- [WHAT IS REQUIRED]
Copy the records below word for word, from first to last, and leave out the pictures.

(begin)

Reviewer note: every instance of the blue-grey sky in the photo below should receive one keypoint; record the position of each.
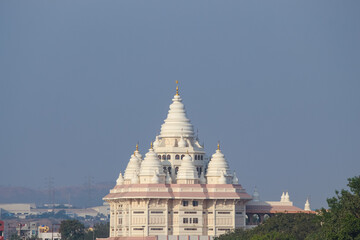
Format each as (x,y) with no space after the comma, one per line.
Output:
(277,82)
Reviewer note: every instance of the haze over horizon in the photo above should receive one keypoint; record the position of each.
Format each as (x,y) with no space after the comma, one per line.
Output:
(277,82)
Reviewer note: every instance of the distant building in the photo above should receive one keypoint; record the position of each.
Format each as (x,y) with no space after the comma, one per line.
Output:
(177,191)
(20,210)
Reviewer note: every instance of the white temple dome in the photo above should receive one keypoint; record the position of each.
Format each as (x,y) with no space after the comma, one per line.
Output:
(307,205)
(120,180)
(218,165)
(177,124)
(182,142)
(187,170)
(132,168)
(138,154)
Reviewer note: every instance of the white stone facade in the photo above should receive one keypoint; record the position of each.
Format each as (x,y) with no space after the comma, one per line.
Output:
(176,190)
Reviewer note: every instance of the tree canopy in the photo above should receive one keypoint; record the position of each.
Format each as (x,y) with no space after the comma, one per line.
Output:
(342,219)
(281,226)
(71,230)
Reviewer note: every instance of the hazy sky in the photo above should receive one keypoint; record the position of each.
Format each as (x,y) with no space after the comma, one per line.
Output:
(277,82)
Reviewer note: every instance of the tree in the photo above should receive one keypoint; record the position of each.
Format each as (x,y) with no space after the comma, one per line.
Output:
(342,219)
(71,230)
(281,226)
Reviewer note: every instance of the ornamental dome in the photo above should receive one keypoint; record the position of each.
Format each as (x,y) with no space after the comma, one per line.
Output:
(150,164)
(182,142)
(177,124)
(132,168)
(120,180)
(187,170)
(222,178)
(307,205)
(235,179)
(218,165)
(256,195)
(138,154)
(156,142)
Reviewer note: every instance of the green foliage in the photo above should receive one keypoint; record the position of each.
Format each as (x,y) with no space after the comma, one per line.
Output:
(15,237)
(71,230)
(282,226)
(342,219)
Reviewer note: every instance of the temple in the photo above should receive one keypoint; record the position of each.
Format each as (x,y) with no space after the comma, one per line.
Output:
(176,190)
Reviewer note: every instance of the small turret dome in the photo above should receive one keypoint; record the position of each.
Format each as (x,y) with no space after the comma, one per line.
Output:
(182,142)
(156,142)
(187,170)
(155,178)
(120,180)
(218,165)
(137,153)
(132,168)
(235,179)
(256,195)
(307,205)
(222,178)
(150,164)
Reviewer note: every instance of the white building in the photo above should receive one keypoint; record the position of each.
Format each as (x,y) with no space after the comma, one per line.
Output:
(177,192)
(175,189)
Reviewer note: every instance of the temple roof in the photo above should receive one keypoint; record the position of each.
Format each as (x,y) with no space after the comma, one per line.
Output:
(177,124)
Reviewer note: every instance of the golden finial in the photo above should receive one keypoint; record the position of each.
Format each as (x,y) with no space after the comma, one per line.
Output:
(177,87)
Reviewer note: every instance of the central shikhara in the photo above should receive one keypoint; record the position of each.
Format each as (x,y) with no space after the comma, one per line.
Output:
(176,189)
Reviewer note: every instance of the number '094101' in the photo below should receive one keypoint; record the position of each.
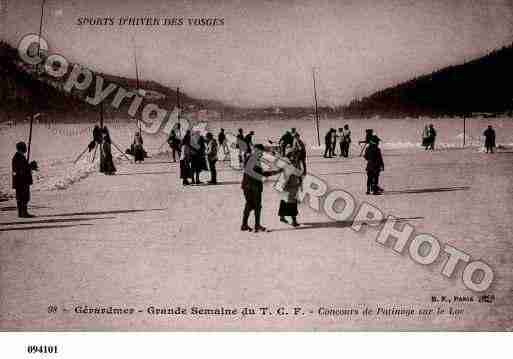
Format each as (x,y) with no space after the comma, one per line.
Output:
(42,349)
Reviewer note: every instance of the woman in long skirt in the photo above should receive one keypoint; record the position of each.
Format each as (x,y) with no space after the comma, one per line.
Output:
(291,187)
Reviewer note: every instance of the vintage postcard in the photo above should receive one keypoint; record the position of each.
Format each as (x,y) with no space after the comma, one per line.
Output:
(256,165)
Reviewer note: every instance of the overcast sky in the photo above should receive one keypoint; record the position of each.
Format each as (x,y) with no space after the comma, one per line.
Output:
(265,51)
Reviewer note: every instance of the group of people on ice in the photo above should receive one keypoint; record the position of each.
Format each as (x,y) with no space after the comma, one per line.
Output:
(429,137)
(293,152)
(103,142)
(197,153)
(342,137)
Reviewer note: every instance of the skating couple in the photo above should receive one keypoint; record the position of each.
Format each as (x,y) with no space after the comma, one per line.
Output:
(194,153)
(252,187)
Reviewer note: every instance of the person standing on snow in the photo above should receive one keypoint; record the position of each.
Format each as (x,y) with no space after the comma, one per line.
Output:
(375,165)
(252,188)
(489,135)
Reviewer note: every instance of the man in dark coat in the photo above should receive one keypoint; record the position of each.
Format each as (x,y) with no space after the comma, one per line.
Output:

(end)

- [FINISHED ANSWER]
Reviewer note: every instance of the blue-grey sky in the photo below should receive one keypoint; record the position of each.
Format each as (x,y) with no space after the comma, one per line.
Output:
(277,82)
Reviewer note: every instance of the haze over horizon in the photo above should receive one keypoint; record the position of each.
Format each as (x,y) with no space after the comma, one per line.
Output:
(277,82)
Reviewer note: every instance of the distant building in the photo above should receive one keypoint; record the position of each.
Format each as (x,y) with no space after the comma, one per line.
Output:
(177,191)
(20,210)
Reviewer note: every instance of the white temple dome in the photo above should receive one keypoint; record the position of each.
Format each as (x,y) with no space after the comma, one per line.
Output:
(307,205)
(120,180)
(218,165)
(177,124)
(182,142)
(187,170)
(132,168)
(138,154)
Reviewer note: every instance of the white stone facade in the photo above should receive one keypoint; record the position of each.
Format each as (x,y) with no space after the comma, one per line.
Output:
(176,190)
Reviewer note: every instance of the tree canopy in the photo above should receive one keypoint; record the position of each.
Format each as (x,y) with no space after the comma, one per line.
Output:
(342,219)
(281,226)
(71,230)
Reviewer note: every instance of the hazy sky in the photo above should receive one keypoint; record the position of each.
Format each as (x,y) with no space after the comma, one per line.
Output:
(277,82)
Reviewer note: every instance of the tree in the photo above should receive one keypoint; record the position of each.
Format each as (x,y) with no space after the comma, one per line.
Output:
(342,219)
(71,230)
(281,226)
Reviewer note: every instance of the ornamental dome in the photo above should receive one keypoint; record the position of each.
Format each as (x,y) with no space after the comma, one per line.
Output:
(150,164)
(182,142)
(177,124)
(132,168)
(120,180)
(187,170)
(222,178)
(307,205)
(235,179)
(218,165)
(256,195)
(138,154)
(156,142)
Reviewer note: every instance of the green foliage in the photo above should receive one keypoint; record the position of each.
Format each as (x,y) with no space after the comma, one per line.
Output:
(15,237)
(71,230)
(282,226)
(342,219)
Reviewer note: every instance of the temple in the photo above should receive one keypoint; record the position of each.
Format each as (x,y) with no space after the comma, one per line.
Output:
(176,190)
Reviewer note: every instance of the small turret dome in the photo above should receive one keypoint; record the position of each.
Format each as (x,y) with no space after the comma, one per line.
Output:
(182,142)
(156,142)
(187,170)
(155,178)
(120,180)
(218,165)
(137,153)
(132,168)
(235,179)
(256,195)
(307,205)
(222,178)
(150,164)
Reviewer note: every instance of the white building in the photo above should receive one keypoint; record the position of each.
Format each as (x,y) with no space after the comma, one per line.
Output:
(177,192)
(175,189)
Reviewer note: every instance of the temple roof in the photo above should receive one keypoint; record the position of each.
Format each as (x,y) with no space after the comma, one per line.
Output:
(177,124)
Reviewer note: every instance of the golden finial in the photo above should receive one keypoint; record the position of each.
Format each as (x,y) with no space after the comma, one per line.
Output:
(177,87)
Reviewer note: every instance of the central shikhara in the photo above should receive one keypoint; record the position of each.
Format each as (x,y) with no space after the comma, one per line.
Output:
(176,189)
Reviewer note: every instance of the number '094101' in the photo below should receive one keypoint; record the position of each.
Format each as (x,y) with no space after the comma, one per line.
Output:
(42,349)
Reviewer note: every instance of the woman in long skirt in the photo above should receive one keypoint; record the position of each.
Format each as (x,y) with no space after the comma, one per line.
Output:
(291,187)
Reviewer note: every instance of the vintage postcard in the photo above should receive one keypoint; record the position of each.
Format each as (x,y) with no space after the comma, one per line.
Output:
(256,165)
Reviewer note: every instance of the overcast sky in the photo above should receive one keypoint; record the position of each.
Format each as (x,y) with no space after the comma, one per line.
Output:
(265,51)
Reviewer note: every instance of the group of people on ice in the photo above should receive one keypoint; record the position of each.
Format each as (x,y) with no space after the comma, one per line.
Output:
(429,137)
(293,152)
(103,142)
(197,153)
(342,137)
Reviewer note: every instance of the skating couple in the photo above should receive one keypoint; record the position of each.
Format each as (x,y) with no space after the comma, one per line.
Output:
(194,153)
(252,187)
Reviewer note: every instance of the person standing on snow in the photo above should receive one keypoint; record the position of each.
Format each as (x,y) with no space after the comma, one per line.
Output:
(375,165)
(252,188)
(489,135)
Reviewer note: every instance of the man in dark coat in the photo above should receive one keypoint; record the position of each.
Format each as (x,y) with no space after the comma, one per line.
Output:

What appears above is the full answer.